- **Your assignment**: Write out each record below exactly as it appears, with no pictures.

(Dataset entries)
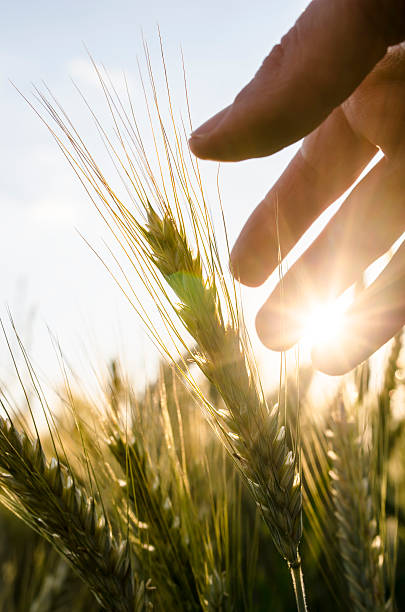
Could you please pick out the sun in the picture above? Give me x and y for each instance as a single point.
(324, 322)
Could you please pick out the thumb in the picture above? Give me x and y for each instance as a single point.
(319, 62)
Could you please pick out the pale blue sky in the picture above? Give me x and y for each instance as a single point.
(44, 264)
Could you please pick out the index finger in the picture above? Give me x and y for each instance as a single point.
(317, 65)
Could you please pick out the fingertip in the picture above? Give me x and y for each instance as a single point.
(246, 266)
(332, 360)
(277, 329)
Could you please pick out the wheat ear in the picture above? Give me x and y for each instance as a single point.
(252, 431)
(360, 543)
(46, 496)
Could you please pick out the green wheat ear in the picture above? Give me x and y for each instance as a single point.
(46, 496)
(156, 241)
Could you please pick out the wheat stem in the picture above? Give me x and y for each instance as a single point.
(298, 584)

- **Output**:
Could you please pick out the sun in the picture above? Give me x and y for each instance as a single point.
(324, 322)
Could you please pick out the thumb in the picture above? Give me x and y for each instance as a single point.
(319, 62)
Could you please pick out the pale blue sky in the picture above? Give me x and y for each instance as a single point.
(44, 264)
Could you please pick out the index finger in the picture above? Give me x and y for each instance as a single point.
(317, 65)
Could you please pick out the fingertip in the picture above? Give me x and y for each instance as a single point.
(246, 266)
(332, 360)
(277, 329)
Could you please pick out the wheat ear in the picture above? Give me x and y for each instance as a single point.
(252, 431)
(360, 543)
(46, 496)
Could you please pick out the green wheat ear in the picture above? Give me x and y for each instance as a single point.
(46, 496)
(156, 241)
Could you please pick out the wheat stem in the picture above? Give me x and y for each instance as a single point.
(298, 584)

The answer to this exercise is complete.